> Alıştırma görevleri
A. Aşağıdaki ifadeler dezenformasyon yasasıyla ilgili metinle uyuşuyor mu? (i), (ii) ve (iii) için evet ya da hayır deyin ve metinden belirleyici sözleri aynen alıntılayın.
(i) Yasa, dezenformasyonu yeni bir suç olarak tanımlıyor.
(ii) Tasarı Meclis'e yalnızca AKP imzasıyla sunuldu.
(iii) Freedom House raporuna göre son on yılda internette ifade özgürlükleri arttı.
B. Dezenformasyon yasasıyla ilgili metne göre aşağıdaki soruları yanıtlayın.
(i) Yasa hangi kesimleri ilgilendiriyor?
(ii) Kitlelerin yanlış bilgilerle manipüle edilmesine hangi iki süreç örnek gösteriliyor?
(iii) Metinde adı geçen rapor hangisi?
C. Dezenformasyon yasasıyla ilgili metni kaldığı yerden sürdürün.

> Kaynak metin
----------------------------------------

Türkiye’nin dezenformasyon yasası, dezenformasyonu yeni bir suç olarak tanımlıyor. İfade özgürlükleri adına endişe ile anılan yasa sosyal medya kullanıcıları, internet gazetecileri, tüm basın/medya mensupları ve sosyal medya platformlarının tümünü ilgilendiriyor.
Geçtiğimiz on yıl, internetin ve sosyal ağların tüm dünyada yaygınlaştığı bir teknolojik atılım süreciydi. Süreçte bilgi daha önce hiç olmadığı kadar hızla, ilk defa bu kadar fazla sayıda insana ulaşabildi ve ‘bilgi kirliliği’ dünyada aleni bir sorun haline geldi. 2016 ABD Başkanlık Seçimleri ve Brexit sürecinde, kitlelerin yanlış bilgilerle manipüle edilmesi, internetin demokrasilere doğrudan etkisinin somut örnekleri oldu. Doğruluk kontrolü platformları da bu sorunun çözümüne odaklanan bağımsız kuruluşlar olarak ortaya çıktılar. Süreç aynı zamanda hükümetlerin ardı ardına interneti tahakküm altına alma girişimlerinin de başlangıcı oldu. Freedom House’un İnternette Özgürlükler 2021 Raporu’na göre, son on yıl aynı zamanda internette ifade özgürlüklerinin ciddi anlamda azalışına sahne oluyor.
AKP ve MHP imzalarıyla Meclis’e sunulan ‘dezenformasyon yasası’ tasarısını da bu sürecin bir parçası olarak okumak ve hükümetin internete dönük mevcut politikalarını kavramak mümkün.

----------------------------------------

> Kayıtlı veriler
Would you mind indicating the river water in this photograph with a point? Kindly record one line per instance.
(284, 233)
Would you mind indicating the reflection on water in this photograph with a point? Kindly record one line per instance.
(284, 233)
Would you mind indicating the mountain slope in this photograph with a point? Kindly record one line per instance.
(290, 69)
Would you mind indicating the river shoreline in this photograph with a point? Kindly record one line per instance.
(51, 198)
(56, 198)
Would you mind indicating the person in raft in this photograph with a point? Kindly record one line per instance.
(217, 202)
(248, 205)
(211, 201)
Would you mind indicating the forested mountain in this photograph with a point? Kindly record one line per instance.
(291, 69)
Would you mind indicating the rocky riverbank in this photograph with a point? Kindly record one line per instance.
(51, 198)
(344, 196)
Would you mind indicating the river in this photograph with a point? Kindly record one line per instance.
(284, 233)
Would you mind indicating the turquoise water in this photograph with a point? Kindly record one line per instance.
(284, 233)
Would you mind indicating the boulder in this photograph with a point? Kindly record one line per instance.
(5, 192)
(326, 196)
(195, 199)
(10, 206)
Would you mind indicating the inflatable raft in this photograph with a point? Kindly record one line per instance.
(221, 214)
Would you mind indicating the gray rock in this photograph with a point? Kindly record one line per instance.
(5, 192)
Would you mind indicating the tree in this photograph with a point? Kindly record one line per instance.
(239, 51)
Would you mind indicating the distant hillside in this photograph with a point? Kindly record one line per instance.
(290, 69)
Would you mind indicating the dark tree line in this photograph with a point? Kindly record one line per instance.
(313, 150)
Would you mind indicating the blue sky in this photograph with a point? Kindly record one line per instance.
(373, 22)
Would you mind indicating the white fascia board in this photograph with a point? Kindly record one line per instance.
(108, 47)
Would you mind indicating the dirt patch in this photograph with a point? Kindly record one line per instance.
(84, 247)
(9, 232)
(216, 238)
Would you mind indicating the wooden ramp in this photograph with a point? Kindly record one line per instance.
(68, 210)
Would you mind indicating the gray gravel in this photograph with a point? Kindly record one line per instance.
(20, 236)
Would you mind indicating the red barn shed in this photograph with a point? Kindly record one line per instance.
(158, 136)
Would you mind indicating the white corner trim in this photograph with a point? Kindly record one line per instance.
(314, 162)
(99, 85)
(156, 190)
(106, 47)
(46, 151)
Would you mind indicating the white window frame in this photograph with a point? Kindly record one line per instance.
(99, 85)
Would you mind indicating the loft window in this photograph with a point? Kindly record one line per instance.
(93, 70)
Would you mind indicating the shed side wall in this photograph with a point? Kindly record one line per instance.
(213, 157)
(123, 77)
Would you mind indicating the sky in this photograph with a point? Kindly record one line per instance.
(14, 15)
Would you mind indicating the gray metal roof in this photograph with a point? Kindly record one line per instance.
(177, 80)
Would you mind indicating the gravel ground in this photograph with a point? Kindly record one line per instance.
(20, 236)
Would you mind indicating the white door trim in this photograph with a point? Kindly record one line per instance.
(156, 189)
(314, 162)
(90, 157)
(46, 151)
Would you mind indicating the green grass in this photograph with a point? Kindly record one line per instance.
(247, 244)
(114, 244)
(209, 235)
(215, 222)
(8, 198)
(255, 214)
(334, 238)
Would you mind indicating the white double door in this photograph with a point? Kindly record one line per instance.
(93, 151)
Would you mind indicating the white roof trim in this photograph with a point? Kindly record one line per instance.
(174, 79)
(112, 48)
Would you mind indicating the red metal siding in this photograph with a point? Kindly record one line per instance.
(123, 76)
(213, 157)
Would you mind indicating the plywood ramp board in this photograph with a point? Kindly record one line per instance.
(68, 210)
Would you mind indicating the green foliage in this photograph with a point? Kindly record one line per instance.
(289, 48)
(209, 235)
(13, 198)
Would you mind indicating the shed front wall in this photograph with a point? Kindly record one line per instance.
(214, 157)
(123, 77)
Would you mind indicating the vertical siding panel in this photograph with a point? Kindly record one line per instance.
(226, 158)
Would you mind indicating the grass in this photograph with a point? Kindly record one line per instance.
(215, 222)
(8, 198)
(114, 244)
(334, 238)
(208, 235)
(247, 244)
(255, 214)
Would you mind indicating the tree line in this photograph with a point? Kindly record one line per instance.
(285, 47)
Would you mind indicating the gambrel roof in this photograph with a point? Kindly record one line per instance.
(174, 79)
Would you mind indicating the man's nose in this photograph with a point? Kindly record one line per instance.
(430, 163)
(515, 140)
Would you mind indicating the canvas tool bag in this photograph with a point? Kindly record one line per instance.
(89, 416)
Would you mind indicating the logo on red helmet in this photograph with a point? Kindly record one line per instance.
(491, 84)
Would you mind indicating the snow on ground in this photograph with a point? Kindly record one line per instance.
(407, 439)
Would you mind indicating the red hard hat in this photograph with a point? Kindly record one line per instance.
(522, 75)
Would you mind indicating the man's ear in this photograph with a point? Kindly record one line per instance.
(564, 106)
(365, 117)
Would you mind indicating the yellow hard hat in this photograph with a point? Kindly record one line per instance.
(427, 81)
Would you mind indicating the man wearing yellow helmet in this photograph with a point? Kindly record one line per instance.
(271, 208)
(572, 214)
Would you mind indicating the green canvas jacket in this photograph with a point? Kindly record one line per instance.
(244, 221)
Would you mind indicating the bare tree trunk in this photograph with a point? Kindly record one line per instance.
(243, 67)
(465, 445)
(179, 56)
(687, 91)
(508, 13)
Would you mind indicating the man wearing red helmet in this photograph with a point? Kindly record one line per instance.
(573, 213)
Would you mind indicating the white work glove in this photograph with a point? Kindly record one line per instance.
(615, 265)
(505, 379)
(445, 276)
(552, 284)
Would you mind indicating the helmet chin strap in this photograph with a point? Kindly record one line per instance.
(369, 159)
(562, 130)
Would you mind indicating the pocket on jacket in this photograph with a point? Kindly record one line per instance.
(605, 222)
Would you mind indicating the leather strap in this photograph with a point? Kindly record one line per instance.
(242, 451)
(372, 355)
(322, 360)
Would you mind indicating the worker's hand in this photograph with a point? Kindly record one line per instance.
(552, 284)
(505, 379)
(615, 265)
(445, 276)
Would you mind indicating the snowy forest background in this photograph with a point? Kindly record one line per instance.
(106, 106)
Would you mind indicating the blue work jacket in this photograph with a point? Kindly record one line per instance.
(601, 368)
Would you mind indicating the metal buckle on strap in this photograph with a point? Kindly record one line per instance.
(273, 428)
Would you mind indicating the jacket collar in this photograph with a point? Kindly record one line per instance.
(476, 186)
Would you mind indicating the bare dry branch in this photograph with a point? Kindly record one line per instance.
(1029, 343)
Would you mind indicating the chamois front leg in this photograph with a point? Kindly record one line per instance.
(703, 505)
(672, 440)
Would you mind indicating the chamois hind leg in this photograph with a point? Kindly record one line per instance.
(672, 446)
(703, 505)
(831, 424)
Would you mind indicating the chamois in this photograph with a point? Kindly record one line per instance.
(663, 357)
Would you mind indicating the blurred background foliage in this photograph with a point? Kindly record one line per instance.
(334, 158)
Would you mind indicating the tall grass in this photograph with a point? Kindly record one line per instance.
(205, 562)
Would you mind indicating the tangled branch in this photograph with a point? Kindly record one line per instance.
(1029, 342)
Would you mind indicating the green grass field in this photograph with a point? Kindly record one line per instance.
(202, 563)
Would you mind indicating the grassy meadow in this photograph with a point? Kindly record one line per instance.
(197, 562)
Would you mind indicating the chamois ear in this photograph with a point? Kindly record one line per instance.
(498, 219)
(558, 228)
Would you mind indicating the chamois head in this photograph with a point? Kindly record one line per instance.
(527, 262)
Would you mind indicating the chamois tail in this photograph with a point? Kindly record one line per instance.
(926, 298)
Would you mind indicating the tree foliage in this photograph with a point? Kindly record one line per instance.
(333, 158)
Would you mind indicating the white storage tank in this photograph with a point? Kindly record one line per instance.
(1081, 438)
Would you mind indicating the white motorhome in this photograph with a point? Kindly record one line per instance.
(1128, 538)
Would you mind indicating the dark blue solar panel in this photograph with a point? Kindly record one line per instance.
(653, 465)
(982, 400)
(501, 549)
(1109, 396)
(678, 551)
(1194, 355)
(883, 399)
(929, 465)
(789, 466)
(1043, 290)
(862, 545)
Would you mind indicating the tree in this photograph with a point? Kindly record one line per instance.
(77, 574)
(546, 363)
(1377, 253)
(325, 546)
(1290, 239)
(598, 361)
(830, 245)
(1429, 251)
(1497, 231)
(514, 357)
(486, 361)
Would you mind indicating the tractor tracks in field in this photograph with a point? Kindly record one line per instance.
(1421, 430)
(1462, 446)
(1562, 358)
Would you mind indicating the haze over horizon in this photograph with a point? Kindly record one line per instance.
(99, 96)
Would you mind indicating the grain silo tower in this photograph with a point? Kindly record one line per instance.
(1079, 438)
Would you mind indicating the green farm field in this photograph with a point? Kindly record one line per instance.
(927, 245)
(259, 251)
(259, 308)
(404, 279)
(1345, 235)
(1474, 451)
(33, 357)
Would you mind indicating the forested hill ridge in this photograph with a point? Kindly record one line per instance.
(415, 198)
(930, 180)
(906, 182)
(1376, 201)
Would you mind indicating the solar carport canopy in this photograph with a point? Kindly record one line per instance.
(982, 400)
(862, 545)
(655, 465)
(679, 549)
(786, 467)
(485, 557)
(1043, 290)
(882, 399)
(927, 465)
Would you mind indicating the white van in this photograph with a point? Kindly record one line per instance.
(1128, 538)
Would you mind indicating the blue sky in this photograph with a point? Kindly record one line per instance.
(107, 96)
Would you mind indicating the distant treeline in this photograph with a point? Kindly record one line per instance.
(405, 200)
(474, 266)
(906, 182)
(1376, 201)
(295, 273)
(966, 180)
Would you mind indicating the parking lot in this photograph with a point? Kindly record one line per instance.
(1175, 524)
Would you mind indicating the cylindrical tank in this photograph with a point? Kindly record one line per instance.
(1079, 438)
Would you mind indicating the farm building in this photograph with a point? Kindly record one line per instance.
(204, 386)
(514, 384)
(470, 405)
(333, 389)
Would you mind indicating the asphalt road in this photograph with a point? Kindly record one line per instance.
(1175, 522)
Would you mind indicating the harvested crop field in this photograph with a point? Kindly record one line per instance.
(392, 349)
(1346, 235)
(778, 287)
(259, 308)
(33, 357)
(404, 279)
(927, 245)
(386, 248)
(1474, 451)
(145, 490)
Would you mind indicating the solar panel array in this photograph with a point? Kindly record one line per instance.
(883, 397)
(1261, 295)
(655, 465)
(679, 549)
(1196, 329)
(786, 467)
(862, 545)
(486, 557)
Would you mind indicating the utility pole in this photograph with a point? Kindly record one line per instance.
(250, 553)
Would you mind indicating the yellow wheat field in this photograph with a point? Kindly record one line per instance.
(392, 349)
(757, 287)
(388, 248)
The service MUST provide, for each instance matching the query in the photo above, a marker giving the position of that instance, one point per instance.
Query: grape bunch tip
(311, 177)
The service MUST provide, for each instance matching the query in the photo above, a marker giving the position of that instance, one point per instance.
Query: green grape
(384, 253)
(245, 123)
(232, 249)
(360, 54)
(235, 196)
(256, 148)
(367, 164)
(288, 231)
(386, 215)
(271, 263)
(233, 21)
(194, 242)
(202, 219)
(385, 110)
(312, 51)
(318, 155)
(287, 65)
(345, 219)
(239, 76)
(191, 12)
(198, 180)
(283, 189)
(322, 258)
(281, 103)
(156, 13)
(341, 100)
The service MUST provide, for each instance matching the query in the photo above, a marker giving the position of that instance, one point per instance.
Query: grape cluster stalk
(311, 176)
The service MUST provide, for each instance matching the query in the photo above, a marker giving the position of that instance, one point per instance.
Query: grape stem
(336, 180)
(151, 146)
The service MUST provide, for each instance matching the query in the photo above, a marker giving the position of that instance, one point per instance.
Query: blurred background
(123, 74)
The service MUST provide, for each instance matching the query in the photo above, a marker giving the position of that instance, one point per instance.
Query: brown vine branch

----------------------------------------

> Yanıtlar
A.
(i) Evet: "dezenformasyonu yeni bir suç olarak tanımlıyor"
(ii) Hayır: "AKP ve MHP imzalarıyla Meclis’e sunulan"
(iii) Hayır: "internette ifade özgürlüklerinin ciddi anlamda azalışına sahne oluyor"

B.
(i) Sosyal medya kullanıcıları, internet gazetecileri, tüm basın/medya mensupları ve sosyal medya platformlarının tümü
(ii) 2016 ABD Başkanlık Seçimleri ve Brexit süreci
(iii) Freedom House’un İnternette Özgürlükler 2021 Raporu

C.
AB Konseyi 2017 Raporu Bir Örnek Oluşturdu
Dezenformasyon tehdidini yasalar ile önlemeye çalışan öncü Avrupa Konseyi oldu. Konseyin 2017'de hazırladığı rapor, yanlış bilgiye karşı ifade özgürlüklerinin korunarak önlem alınması gerektiğini belirtiyor, ‘dezenformasyon’, ‘mezenformasyon’ ve ‘malenformasyon’un tanımlarını detaylı bir şekilde yapıyor. ‘Yanlış haber’ deyimini kullanmaktan özellikle çekinen rapor, bu tanımın politikacılar tarafından ‘kabul edilemeyen’ haberleri tanımlamak üzere sık sık kullanıldığını, kavramın bu haliyle ifade özgürlüklerini korumayı öncelemeyen ülkelerde kısıtlayıcı bir etkiye sahip olabileceğini söylüyor.
 2017’de tehdidi tanımlamak ve politikalar oluşturmak adına hazırlanan raporun ardından bugün, benzer temaya sahip mücadeleler yaklaşık 30 ülkede işliyor.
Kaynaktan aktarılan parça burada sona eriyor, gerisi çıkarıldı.